Point annotation records:
○ ○ ○ ○ ○

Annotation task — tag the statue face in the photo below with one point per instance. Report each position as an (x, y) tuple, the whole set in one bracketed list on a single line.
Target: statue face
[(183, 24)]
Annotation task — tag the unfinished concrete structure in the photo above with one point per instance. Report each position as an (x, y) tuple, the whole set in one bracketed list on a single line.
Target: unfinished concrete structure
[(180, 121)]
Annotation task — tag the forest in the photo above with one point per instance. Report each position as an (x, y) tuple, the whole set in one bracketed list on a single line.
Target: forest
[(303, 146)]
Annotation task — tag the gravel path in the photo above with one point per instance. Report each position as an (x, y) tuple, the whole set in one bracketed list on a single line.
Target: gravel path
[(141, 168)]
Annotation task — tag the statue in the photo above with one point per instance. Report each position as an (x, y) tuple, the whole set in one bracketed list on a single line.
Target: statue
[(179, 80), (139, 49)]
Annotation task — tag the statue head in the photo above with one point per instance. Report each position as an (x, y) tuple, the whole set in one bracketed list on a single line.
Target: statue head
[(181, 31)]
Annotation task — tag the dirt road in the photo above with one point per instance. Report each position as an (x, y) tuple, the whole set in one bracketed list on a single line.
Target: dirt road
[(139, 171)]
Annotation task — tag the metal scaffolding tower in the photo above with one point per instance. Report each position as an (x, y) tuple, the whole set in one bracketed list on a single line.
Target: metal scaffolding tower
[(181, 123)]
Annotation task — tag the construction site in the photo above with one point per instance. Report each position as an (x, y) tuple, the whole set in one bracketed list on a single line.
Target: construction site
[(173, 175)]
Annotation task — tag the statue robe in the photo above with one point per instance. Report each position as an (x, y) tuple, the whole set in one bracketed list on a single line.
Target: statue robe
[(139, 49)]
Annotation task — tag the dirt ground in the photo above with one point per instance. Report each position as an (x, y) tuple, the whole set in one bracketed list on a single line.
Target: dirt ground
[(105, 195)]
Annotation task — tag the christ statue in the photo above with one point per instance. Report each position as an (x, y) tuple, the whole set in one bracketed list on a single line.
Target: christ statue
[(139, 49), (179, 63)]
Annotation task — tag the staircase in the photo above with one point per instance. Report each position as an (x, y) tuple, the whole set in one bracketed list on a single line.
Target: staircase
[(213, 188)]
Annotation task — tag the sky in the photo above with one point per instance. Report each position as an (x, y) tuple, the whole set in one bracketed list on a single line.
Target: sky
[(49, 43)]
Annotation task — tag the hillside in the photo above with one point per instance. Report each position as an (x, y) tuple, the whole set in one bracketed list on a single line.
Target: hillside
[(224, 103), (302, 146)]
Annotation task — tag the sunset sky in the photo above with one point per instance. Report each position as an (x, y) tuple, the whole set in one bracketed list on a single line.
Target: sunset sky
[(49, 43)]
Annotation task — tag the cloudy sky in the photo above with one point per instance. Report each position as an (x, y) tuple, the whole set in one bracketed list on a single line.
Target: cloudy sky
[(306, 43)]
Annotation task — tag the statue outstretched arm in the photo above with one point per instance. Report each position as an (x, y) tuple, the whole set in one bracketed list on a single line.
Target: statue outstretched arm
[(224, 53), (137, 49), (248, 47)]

○ ○ ○ ○ ○

PROBLEM REQUIREMENTS
Return every line of the items above word for word, with nothing added, dropped, or changed.

PROBLEM SOLUTION
Annotation task — tag the statue face in the photo below with one point per instance. Report each position as an (x, y) tuple, the whole set in one bracketed list on a single line.
Target: statue face
[(183, 24)]
Annotation task — tag the unfinished concrete structure in the photo above with one point per instance. Report each position as an (x, y) tuple, the whole set in one bracketed list on a single line.
Target: unfinished concrete structure
[(180, 121)]
Annotation task — tag the forest in the photo above with one point per instance. Report each position as an (x, y) tuple, the whole set in one bracketed list on a single line.
Target: forest
[(303, 146)]
Annotation task — tag the gravel path in the photo above with one point per instance. Report each position as an (x, y) tuple, the whole set in one bracketed list on a single line.
Target: gravel path
[(141, 168)]
Annotation task — tag the statue in the photo above with one point per instance. Report each position as an (x, y) tuple, the whole set in one bracketed list on a single line.
Target: statue
[(179, 80), (139, 49)]
Annotation task — tag the statue head in the photo above with one point per instance. Report each position as an (x, y) tuple, the whole set in one bracketed list on a single line.
Target: statue head
[(181, 31)]
Annotation task — tag the dirt road in the photo above with one point per instance. Report each position as an (x, y) tuple, the whole set in one bracketed list on a single line.
Target: dirt road
[(139, 171)]
Annotation task — tag the metal scaffolding tower in the photo above with one point per instance. Report each position as an (x, y) tuple, the whole set in one bracketed list on a single line.
Target: metal scaffolding tower
[(181, 123)]
Annotation task — tag the construction site in the photo above with one point per instance. Report each position as an (x, y) tuple, the whole set in one bracketed list on a single line.
Target: construction site
[(173, 175)]
Annotation task — tag the statue robe in the photo above with one point per instance. Report each position as an (x, y) tuple, the whole set in one bracketed list on a single line.
Target: statue robe
[(139, 49)]
Annotation task — tag the dirt ground in the photo above with one point per instance. Report each position as an (x, y) tuple, the whole set in one bracketed list on a single line.
Target: dirt ground
[(105, 195)]
Annotation task — tag the christ statue in the photo above with one point per instance. Report each position as an (x, y) tuple, the whole set in one bracketed list on a single line.
Target: christ statue
[(139, 49), (179, 63)]
Annotation task — tag the staircase in the photo above with one point per instance. Report each position as an (x, y) tuple, the whole set in one bracketed list on a single line.
Target: staircase
[(213, 188)]
Annotation task — tag the sky in the photo above with one point per instance. Report each position as an (x, y) tuple, the whole set in one bracketed list on a single line.
Target: sky
[(49, 43)]
Annotation task — tag the hillside in the photo above with one point per instance. Report each position as an (x, y) tuple, the whole set in one bracketed list on a single line.
Target: hillside
[(224, 103), (302, 146)]
Annotation task — tag the sunset sky in the photo above with one point per instance. Report each position as an (x, y) tuple, the whole set in one bracketed list on a single line.
Target: sunset sky
[(49, 43)]
Annotation task — tag the cloudy sky in the photo above with one point per instance. Report each position as an (x, y) tuple, the whole set in one bracketed list on a single line.
Target: cloudy sky
[(306, 43)]
Annotation task — tag the statue outstretched arm in the photo above with one point per instance. Report each position as an (x, y) tuple, the whole set in one bracketed list on a single line.
Target: statue outstretched arm
[(224, 53), (137, 49), (248, 47)]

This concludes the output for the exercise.